• [THE TASK]
Check each line of the data for "floodwater" and select those that have it.

##############################

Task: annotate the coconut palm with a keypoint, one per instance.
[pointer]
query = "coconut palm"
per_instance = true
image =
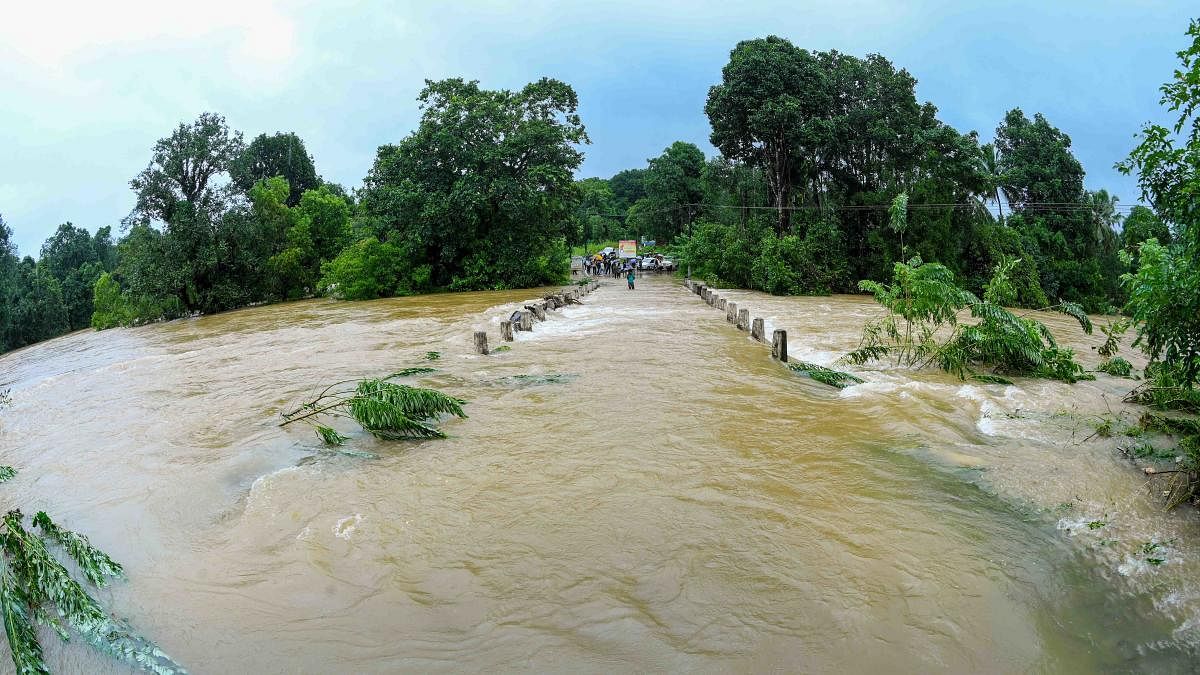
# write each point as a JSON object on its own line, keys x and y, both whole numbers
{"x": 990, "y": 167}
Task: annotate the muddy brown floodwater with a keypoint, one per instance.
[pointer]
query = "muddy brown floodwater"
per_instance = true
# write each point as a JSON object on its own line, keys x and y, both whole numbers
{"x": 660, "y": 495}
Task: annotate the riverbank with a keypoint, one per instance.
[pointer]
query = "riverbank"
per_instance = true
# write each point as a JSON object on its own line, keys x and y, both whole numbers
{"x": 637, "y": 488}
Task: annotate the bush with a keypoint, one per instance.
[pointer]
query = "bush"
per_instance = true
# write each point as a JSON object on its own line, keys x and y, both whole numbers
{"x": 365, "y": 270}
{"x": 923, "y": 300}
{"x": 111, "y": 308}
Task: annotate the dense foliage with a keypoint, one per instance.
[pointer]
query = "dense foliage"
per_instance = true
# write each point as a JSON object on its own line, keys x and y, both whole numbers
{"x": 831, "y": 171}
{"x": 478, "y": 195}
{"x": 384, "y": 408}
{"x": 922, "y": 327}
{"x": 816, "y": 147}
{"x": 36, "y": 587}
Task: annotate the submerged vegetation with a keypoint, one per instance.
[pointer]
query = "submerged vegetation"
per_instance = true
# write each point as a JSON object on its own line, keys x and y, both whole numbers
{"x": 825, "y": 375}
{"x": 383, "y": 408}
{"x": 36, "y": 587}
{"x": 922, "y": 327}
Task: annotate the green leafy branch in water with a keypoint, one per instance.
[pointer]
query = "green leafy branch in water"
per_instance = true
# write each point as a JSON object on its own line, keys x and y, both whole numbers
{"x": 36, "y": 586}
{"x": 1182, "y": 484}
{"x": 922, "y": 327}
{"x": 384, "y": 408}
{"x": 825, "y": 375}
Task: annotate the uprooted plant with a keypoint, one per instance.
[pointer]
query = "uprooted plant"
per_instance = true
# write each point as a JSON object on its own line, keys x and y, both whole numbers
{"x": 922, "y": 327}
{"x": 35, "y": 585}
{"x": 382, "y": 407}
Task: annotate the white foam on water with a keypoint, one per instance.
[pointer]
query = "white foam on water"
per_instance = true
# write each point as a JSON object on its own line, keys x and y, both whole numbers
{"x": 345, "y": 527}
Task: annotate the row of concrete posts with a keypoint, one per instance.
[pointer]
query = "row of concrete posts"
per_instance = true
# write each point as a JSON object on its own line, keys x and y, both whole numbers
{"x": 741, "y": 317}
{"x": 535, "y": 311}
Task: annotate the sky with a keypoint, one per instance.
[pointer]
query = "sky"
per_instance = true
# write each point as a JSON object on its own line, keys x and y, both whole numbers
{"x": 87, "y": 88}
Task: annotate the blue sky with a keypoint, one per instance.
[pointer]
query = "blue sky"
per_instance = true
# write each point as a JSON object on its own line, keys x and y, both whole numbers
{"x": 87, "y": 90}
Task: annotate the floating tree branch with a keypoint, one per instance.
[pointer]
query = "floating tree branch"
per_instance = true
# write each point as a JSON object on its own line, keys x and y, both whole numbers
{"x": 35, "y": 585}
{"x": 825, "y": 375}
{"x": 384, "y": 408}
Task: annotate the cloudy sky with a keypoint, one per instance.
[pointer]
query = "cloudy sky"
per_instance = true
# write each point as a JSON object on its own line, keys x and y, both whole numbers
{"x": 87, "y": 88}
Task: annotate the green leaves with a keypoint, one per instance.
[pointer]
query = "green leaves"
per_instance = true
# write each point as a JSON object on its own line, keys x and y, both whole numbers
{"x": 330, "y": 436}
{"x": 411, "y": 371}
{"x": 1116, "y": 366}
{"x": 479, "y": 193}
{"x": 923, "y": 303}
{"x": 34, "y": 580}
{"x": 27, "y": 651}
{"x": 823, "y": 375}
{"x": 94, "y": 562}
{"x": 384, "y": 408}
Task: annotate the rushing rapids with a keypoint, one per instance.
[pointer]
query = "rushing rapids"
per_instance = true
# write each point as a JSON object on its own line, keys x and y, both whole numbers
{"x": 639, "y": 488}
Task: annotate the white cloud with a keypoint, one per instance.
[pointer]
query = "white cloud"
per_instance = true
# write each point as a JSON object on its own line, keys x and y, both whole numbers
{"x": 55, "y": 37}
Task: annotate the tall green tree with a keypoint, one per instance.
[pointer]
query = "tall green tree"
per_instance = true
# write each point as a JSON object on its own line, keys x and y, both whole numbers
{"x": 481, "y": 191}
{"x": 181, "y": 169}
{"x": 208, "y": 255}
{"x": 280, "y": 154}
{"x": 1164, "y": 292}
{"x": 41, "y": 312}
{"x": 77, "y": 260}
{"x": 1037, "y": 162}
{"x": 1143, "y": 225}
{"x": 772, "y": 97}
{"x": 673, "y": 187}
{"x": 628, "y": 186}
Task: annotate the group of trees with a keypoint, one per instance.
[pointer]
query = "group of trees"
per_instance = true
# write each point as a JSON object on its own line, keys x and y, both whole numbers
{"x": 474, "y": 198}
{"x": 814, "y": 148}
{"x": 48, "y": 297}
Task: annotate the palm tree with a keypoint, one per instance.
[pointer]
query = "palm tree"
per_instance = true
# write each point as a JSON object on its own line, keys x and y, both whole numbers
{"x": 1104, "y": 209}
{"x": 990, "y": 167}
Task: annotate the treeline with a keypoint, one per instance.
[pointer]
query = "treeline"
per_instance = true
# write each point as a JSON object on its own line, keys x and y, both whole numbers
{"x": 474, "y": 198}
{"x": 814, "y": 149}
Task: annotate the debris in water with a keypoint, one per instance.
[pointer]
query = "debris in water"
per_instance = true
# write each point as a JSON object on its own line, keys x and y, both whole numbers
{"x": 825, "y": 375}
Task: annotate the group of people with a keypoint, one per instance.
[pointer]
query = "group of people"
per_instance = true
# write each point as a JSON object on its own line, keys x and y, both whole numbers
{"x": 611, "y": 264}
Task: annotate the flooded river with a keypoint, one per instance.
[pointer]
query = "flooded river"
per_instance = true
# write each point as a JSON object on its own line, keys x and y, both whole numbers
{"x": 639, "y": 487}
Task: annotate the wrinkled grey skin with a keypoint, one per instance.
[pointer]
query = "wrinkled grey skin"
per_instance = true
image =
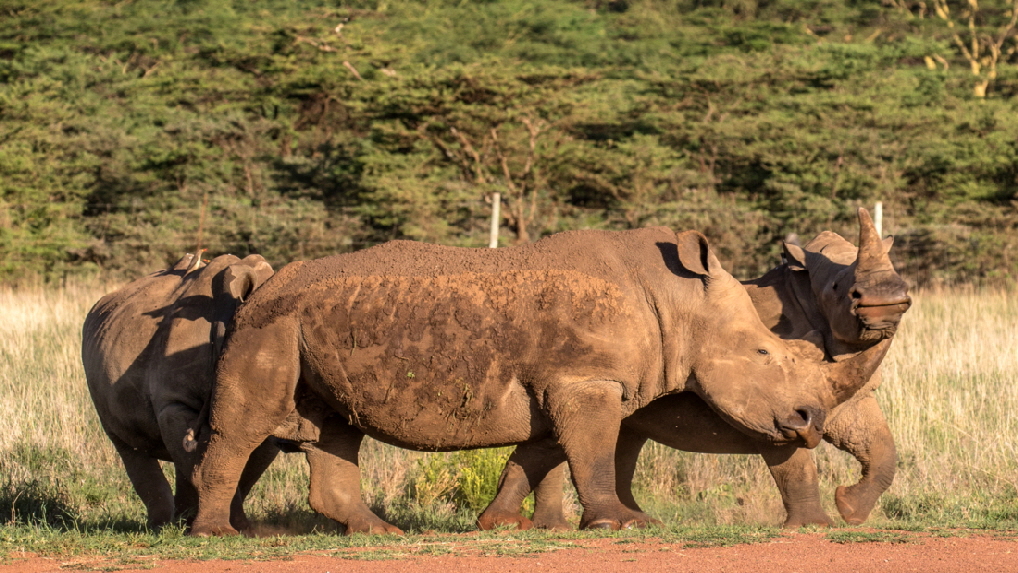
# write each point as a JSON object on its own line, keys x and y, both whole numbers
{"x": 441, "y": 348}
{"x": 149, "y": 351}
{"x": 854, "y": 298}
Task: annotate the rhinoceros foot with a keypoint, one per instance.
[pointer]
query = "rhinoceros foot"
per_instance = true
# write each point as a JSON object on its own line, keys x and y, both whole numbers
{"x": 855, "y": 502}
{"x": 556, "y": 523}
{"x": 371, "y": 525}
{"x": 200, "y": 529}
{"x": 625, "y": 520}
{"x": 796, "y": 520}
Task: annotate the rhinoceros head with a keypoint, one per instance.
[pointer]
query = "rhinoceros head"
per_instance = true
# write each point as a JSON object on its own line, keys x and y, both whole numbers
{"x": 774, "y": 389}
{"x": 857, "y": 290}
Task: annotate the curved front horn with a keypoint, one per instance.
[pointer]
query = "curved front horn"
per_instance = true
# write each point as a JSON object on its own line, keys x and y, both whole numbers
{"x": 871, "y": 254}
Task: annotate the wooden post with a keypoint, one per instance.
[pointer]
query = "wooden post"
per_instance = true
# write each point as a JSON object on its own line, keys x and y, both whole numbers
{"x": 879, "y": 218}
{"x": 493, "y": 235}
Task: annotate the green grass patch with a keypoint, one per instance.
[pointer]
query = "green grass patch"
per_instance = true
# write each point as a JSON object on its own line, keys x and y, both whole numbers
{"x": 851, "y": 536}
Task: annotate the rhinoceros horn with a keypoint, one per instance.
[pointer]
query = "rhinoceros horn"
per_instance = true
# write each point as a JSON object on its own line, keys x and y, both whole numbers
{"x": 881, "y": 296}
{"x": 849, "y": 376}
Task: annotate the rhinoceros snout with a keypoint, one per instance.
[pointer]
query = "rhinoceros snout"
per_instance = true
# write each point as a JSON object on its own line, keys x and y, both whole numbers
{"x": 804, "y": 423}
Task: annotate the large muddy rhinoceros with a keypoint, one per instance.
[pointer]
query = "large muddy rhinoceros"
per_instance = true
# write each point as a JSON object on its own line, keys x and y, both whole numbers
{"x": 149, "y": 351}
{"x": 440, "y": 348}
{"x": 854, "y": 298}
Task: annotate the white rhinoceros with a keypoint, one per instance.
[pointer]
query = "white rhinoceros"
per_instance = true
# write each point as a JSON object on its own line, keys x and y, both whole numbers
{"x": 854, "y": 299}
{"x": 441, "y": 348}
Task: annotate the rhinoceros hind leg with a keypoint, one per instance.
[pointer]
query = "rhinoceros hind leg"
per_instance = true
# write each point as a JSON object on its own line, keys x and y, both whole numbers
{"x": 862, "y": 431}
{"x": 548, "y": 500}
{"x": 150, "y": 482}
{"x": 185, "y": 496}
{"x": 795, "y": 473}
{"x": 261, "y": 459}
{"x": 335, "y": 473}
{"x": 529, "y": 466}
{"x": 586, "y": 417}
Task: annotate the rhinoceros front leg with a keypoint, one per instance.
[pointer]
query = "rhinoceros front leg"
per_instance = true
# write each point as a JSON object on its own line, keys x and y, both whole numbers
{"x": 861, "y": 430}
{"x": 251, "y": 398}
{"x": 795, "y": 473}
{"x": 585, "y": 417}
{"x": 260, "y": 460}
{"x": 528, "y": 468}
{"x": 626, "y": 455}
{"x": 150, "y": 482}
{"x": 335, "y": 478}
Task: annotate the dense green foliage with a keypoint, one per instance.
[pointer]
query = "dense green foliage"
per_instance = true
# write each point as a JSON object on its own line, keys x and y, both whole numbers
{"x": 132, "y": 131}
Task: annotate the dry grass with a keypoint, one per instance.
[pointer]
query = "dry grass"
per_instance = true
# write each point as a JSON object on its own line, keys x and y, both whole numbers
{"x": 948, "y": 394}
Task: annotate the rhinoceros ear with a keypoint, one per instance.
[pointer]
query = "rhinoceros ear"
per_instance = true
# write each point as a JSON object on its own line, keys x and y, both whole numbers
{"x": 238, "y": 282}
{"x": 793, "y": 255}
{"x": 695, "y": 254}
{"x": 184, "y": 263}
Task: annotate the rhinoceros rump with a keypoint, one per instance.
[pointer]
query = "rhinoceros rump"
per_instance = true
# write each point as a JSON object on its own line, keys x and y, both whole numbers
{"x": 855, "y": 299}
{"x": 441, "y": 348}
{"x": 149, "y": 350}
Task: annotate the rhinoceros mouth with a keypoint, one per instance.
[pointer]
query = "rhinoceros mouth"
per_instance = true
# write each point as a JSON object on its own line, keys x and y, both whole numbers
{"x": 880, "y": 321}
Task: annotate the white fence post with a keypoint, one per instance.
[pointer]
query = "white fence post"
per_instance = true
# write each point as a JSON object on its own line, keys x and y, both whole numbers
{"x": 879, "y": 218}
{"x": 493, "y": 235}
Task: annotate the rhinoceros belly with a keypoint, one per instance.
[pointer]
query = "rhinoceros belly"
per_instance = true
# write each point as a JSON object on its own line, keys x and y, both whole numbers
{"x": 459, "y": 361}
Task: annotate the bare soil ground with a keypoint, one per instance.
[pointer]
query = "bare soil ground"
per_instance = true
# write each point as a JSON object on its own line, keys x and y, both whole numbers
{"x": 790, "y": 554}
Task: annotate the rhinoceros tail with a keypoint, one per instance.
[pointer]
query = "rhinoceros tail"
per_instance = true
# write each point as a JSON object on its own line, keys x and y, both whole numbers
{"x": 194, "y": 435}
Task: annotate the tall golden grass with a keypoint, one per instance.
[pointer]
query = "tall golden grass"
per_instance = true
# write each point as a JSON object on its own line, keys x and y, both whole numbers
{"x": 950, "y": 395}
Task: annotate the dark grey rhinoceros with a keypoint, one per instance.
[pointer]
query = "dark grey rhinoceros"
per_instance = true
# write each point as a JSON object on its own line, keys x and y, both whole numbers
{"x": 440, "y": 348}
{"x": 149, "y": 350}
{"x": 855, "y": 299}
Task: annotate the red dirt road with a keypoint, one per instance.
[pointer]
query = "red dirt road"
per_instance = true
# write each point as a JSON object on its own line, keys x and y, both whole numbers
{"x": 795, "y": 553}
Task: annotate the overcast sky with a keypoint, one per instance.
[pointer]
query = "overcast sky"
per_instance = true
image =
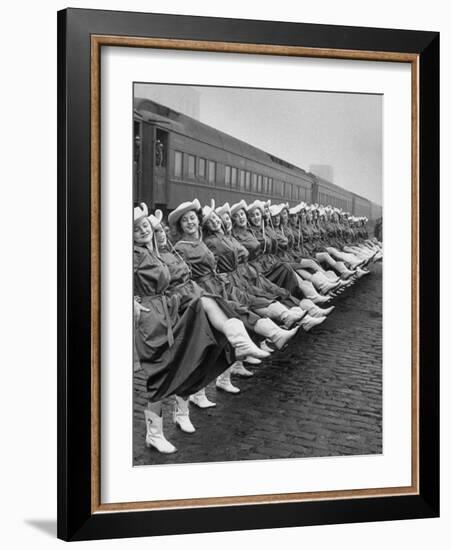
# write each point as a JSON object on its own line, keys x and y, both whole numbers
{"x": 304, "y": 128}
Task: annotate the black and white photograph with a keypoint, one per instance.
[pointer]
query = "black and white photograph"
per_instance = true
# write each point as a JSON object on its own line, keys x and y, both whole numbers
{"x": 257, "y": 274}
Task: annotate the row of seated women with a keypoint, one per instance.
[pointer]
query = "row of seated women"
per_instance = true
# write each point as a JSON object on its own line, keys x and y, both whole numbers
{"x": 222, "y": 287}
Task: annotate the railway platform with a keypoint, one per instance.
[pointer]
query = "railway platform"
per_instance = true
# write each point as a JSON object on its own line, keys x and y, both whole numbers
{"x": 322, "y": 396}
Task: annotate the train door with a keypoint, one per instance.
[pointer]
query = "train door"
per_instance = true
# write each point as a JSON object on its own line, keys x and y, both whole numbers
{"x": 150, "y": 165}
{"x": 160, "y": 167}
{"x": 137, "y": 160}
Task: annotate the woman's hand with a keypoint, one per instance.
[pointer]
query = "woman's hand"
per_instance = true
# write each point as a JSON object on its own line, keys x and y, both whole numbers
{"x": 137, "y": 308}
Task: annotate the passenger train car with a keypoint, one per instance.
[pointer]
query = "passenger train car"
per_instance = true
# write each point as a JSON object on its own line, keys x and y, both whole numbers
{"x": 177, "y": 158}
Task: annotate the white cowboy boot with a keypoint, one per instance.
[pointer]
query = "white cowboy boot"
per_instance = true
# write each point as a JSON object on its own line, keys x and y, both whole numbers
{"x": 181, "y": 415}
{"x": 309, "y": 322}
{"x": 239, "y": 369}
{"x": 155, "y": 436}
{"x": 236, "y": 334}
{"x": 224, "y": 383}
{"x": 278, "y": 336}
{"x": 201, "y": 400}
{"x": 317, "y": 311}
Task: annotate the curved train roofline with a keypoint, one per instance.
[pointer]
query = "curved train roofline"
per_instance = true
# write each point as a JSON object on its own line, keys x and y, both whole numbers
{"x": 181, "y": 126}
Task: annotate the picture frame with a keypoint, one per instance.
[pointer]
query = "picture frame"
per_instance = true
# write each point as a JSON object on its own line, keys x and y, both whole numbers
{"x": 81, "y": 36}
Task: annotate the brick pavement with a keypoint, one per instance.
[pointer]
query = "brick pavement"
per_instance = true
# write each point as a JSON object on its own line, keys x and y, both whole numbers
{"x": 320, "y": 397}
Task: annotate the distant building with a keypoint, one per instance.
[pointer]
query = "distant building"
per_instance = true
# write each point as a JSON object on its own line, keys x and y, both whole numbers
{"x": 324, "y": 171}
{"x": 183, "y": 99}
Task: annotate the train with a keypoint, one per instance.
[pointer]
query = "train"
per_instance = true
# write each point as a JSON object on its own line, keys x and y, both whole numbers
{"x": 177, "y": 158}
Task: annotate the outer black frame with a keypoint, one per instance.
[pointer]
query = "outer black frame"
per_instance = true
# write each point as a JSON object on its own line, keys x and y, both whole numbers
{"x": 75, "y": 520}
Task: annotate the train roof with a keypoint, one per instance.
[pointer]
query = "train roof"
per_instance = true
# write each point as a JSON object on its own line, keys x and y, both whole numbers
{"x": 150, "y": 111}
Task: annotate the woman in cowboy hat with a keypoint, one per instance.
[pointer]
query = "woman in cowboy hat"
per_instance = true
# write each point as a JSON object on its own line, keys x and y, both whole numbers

##############################

• [EXPECTED OUTPUT]
Task: annotate the muddy brown floodwater with a keypoint, one per instance.
query = "muddy brown floodwater"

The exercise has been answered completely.